31 October 2010

Crowd numbers

I just spent a happy half hour googling around on the subject of crowd numbers (yes, the recent rallies in Washington DC sparked this off).

CBS News was slated by supporters of Glenn Beck for its estimate of his rally attendance (87,000), so they published the methodology and here's their estimate for the Rally for Sanity (215,000). Both have a 10% margin of error. Their estimate for the Obama inauguration was 800,000 by the way, lower than others.
  • Blog by the expert partnering the survey company. It has plenty of links and information about the subject.
  • Plenty of first hand accounts of the latter rally.
  • Overhead view of the main crowd areas - in both cases more people were further away:

When I looked up rational estimates by supporters, one reason for disparity was obvious - crowd density. In camera shots taken from the ground (or even the top of monuments) density isn't clear, but the company CBS hired used a robot balloon camera that could do both overhead shots and oblique ones to see beneath trees. It was on the spot and could tour the whole crowd, later estimators were not.

━━━━

Set of tasks.
• 1. Write out the listing from the line containing "Reviewer note: check that every instance of the stone wall" down through the last line of the listing, including both ends.
• 2. Continue the blog post on crowd numbers from where it stops.

Records from a collection.
━━━━

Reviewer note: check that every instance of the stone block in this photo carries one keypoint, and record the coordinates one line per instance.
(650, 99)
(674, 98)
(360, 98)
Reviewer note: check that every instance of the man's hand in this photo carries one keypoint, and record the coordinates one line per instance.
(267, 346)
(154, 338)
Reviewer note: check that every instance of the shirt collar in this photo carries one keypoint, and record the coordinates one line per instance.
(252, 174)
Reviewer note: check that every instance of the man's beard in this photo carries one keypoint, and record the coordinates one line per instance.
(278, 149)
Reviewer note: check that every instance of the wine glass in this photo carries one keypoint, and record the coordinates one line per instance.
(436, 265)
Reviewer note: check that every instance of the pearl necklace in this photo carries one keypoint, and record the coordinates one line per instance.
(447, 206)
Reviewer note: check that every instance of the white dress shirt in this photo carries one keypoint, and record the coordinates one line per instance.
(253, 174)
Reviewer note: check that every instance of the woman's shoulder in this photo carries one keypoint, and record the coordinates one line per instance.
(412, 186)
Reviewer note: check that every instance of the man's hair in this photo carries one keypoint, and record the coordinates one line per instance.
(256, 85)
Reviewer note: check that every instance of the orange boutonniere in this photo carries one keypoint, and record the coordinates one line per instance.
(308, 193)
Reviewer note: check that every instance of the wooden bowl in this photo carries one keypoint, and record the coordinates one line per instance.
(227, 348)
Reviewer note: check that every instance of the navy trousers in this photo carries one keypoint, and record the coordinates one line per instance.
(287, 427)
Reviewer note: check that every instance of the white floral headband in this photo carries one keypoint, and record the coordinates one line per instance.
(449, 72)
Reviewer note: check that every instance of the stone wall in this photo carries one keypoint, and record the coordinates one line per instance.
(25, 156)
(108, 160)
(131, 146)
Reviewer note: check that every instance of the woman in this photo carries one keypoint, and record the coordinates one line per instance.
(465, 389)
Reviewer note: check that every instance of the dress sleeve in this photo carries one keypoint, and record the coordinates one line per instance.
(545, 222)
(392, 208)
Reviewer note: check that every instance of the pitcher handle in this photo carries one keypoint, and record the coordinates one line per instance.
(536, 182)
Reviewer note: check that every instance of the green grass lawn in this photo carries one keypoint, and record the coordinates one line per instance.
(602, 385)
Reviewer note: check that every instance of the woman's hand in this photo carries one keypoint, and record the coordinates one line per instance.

━━━━

Replies.
• 1.
Reviewer note: check that every instance of the stone wall in this photo carries one keypoint, and record the coordinates one line per instance.
(25, 156)
(108, 160)
(131, 146)
Reviewer note: check that every instance of the woman in this photo carries one keypoint, and record the coordinates one line per instance.
(465, 389)
Reviewer note: check that every instance of the dress sleeve in this photo carries one keypoint, and record the coordinates one line per instance.
(545, 222)
(392, 208)
Reviewer note: check that every instance of the pitcher handle in this photo carries one keypoint, and record the coordinates one line per instance.
(536, 182)
Reviewer note: check that every instance of the green grass lawn in this photo carries one keypoint, and record the coordinates one line per instance.
(602, 385)
Reviewer note: check that every instance of the woman's hand in this photo carries one keypoint, and record the coordinates one line per instance.

• 2.
The conclusion is much as usual. How was the data obtained? What is the margin of error? Why do you suppose you can understand any of this without having done Statistics 101 or switched your brain on before reading?

Also, take a look at who is giving you different data with no sources and no proof. If they claim that a source is wrong because they don't like what it says and then next week that the same source is totally accurate, alarm bells should be ringing in your head.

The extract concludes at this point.